Extrait:
□ □ □
Comment peut-on le savoir?
“Si les choses continuent ainsi, en l’an 2000 le monde sera...”
ON NE compte plus les prédictions de ce genre. Le marché est saturé de livres, de revues, d’articles de journaux et d’émissions sur le sujet. Aujourd’hui, des futurologues professionnels sont payés pour faire de la prospective et ils ressemblent à s’y méprendre aux voyants de l’Antiquité. La quantité ahurissante de faits et de chiffres souvent contradictoires qu’ils avancent laissent la plupart des gens perplexes.
De telles prédictions dépeignent de manière implacable un avenir sombre et funeste. Elles ont trait à l’explosion démographique, à la famine, à la pollution, à la crise de l’énergie, à la guerre nucléaire, etc. Un document de 800 pages (Global 2000 Report) publié par le gouvernement américain annonce que notre époque tire à sa fin et qu’à “défaut de mesures audacieuses et créatives prises par les nations collectivement ou sur le plan individuel (...) le monde doit s’attendre à inaugurer le XXIe siècle dans le trouble et le tumulte”.
Le Programme des Nations unies pour l’environnement présente un tableau similaire dans un rapport de 637 pages. D’après un journal de Toronto (Globe and Mail), il y serait question d’un “monde malade et surpeuplé dont les habitants névrosés continuent à polluer l’air et à souiller l’eau en inventant des méthodes toujours plus efficaces pour se supprimer”.
Par contre, d’autres spécialistes considèrent ces documents comme des discours de prophètes de malheur. Ils pensent qu’il s’agit d’exagérations grossières émises par des responsables d’organismes internationaux à seule fin d’étendre leur influence. La technologie, disent-ils, se trouvera les moyens de remédier aux pénuries et les choses se résoudront d’elles-mêmes.
□ □ □
Série d'exercices:
1) Combien de pages compte le rapport du Programme des Nations unies pour l'environnement mentionné dans le texte sur les prédictions de l'avenir ?
2) Indiquez si chacune des affirmations suivantes concorde avec le texte sur les prédictions de l'avenir, en citant les mots décisifs du texte. (a) Le Global 2000 Report émane du gouvernement américain. (b) Tous les spécialistes partagent la vision sombre de ces rapports. (c) Le rapport des Nations unies fait 800 pages.
3) Poursuivez le texte sur les prédictions de l'avenir à partir de l'endroit où il s'arrête.

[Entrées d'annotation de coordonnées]
□ □ □
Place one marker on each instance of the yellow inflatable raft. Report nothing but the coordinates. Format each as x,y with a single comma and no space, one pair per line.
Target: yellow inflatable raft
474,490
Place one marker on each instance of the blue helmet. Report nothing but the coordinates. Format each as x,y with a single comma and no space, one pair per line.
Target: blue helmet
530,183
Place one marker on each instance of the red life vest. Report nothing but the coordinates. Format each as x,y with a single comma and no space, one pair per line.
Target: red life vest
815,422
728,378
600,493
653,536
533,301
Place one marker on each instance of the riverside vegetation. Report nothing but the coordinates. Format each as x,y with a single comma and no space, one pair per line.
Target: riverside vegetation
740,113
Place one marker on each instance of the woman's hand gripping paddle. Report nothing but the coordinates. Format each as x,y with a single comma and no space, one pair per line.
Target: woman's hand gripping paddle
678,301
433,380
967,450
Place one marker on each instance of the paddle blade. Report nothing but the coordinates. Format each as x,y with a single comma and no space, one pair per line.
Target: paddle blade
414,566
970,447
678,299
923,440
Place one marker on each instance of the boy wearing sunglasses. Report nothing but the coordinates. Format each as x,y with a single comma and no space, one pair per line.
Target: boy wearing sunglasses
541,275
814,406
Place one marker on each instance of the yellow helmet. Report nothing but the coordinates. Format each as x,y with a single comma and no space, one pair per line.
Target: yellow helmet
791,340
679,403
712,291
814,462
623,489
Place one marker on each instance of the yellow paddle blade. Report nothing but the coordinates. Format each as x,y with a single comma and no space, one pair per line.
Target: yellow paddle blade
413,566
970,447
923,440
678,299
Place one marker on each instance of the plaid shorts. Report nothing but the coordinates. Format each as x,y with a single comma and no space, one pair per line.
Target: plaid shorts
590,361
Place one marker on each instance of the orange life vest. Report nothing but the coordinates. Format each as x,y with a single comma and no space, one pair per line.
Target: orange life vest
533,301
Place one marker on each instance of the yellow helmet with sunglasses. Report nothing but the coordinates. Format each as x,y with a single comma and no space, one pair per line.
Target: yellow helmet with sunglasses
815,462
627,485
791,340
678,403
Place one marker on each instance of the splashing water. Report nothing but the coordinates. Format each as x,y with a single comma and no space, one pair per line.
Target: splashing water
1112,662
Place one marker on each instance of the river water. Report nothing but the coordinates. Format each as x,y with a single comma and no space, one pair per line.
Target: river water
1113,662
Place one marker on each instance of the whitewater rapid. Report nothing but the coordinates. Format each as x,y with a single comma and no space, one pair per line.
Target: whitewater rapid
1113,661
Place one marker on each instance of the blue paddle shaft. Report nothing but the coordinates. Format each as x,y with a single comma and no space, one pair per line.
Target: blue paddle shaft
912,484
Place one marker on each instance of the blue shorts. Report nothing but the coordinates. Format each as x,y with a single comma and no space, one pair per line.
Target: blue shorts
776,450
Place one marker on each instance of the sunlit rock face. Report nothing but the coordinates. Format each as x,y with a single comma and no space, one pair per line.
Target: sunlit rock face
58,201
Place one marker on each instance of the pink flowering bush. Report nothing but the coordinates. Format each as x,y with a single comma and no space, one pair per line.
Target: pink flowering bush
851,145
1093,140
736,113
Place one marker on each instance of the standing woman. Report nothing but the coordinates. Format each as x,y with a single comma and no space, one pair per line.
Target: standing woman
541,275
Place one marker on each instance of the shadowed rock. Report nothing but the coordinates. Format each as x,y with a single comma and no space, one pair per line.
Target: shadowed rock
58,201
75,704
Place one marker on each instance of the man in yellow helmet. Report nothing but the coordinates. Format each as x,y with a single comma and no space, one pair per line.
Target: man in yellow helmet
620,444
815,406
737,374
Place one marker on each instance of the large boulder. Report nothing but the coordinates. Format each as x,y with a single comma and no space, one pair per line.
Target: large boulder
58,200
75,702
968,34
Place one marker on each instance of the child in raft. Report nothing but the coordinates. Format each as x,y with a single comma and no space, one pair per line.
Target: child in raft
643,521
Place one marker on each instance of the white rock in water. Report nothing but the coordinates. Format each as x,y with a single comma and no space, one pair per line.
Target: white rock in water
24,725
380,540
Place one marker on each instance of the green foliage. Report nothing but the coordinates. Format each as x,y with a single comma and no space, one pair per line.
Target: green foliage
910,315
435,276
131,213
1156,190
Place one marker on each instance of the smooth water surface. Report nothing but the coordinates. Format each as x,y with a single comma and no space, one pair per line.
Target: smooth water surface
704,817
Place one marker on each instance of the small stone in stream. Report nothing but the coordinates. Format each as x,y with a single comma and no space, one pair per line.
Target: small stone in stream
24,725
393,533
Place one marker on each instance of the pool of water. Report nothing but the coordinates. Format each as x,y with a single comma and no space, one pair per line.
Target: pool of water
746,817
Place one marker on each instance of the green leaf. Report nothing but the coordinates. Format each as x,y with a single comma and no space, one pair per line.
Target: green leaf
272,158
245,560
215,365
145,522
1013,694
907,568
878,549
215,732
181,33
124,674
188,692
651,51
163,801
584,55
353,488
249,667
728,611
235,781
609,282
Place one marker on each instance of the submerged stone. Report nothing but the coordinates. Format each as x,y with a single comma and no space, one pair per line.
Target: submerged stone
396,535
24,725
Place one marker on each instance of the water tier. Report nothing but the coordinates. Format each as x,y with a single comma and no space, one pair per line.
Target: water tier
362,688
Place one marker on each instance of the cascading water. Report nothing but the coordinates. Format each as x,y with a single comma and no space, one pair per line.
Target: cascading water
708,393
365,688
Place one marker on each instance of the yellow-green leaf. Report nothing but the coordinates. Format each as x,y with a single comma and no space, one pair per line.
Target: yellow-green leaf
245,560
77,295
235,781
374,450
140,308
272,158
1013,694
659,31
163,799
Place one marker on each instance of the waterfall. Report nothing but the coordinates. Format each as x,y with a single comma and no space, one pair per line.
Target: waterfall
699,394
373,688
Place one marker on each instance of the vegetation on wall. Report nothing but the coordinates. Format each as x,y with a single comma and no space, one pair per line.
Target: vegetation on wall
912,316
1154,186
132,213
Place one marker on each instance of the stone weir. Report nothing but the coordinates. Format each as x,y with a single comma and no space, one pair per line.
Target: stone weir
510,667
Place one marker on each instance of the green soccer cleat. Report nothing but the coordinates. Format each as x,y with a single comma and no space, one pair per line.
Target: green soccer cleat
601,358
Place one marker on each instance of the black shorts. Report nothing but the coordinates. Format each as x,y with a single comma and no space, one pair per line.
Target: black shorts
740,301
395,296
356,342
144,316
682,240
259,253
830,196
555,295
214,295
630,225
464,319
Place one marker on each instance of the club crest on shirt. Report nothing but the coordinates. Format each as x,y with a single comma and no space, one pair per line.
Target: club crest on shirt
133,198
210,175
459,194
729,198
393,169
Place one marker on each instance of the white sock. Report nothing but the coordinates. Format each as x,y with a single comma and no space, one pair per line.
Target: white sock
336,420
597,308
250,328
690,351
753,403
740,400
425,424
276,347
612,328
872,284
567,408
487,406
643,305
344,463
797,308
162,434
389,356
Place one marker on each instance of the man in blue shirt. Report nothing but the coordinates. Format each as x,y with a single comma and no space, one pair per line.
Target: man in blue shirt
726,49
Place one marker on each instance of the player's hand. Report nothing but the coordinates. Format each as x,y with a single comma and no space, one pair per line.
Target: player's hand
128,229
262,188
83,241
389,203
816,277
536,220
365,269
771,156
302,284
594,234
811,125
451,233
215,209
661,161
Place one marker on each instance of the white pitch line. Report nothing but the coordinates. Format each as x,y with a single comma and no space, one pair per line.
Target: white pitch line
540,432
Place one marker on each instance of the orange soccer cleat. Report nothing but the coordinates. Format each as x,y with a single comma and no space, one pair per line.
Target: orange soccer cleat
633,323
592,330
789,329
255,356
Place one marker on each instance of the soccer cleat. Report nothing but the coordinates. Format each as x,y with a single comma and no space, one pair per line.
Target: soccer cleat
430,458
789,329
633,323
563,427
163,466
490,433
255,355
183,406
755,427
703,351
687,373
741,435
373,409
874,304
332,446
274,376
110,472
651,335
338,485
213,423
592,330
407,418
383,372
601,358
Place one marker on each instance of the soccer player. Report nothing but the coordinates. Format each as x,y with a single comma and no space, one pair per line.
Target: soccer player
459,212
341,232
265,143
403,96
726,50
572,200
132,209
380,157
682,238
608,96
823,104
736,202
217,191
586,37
□ □ □
Réponses par tâche:
1) Il compte 637 pages.

2)
(a) Oui : « publié par le gouvernement américain ».
(b) Non : « d’autres spécialistes considèrent ces documents comme des discours de prophètes de malheur ».
(c) Non : « dans un rapport de 637 pages ».

3)
Cependant un point mérite d’être noté. Très souvent, les experts des deux camps entrent en possession des mêmes données et parviennent pourtant à des conclusions contraires. Dans le livre The Ultimate Ressource, l’économiste Julian Simon soutient que “les pénuries existeront toujours à cause du mauvais temps, de la guerre, de la politique et des migrations de population”, mais qu’il s’agira seulement de pénuries à court terme. Il prétend que “le besoin sans cesse croissant de ressources nous dote d’une aptitude plus grande à nous les procurer parce que chemin faisant nous augmentons notre savoir”. Avec l’accroissement de la population, ajoute-t-il, “davantage de gens pourront résoudre les problèmes et, à la longue, les pénuries seront moins importantes et les coûts de production plus faibles”.
Prenant le contre-pied de cette opinion, Garrett Hardin, un écologiste rendu célèbre par son “éthique de la survie”, affirme que notre “civilisation n’est qu’un vernis — elle peut paraître bonne en surface, mais les dessous sont mauvais”. Quand on lui oppose l’argument selon lequel un plus grand nombre de personnes signifie davantage d’individus à même de résoudre les problèmes, il le réfute de façon très classique: “Aujourd’hui l’Angleterre a une population onze fois plus élevée qu’à l’époque de Shakespeare, mais a-t-elle l’équivalent de onze Shakespeares? En a-t-elle même un seul?”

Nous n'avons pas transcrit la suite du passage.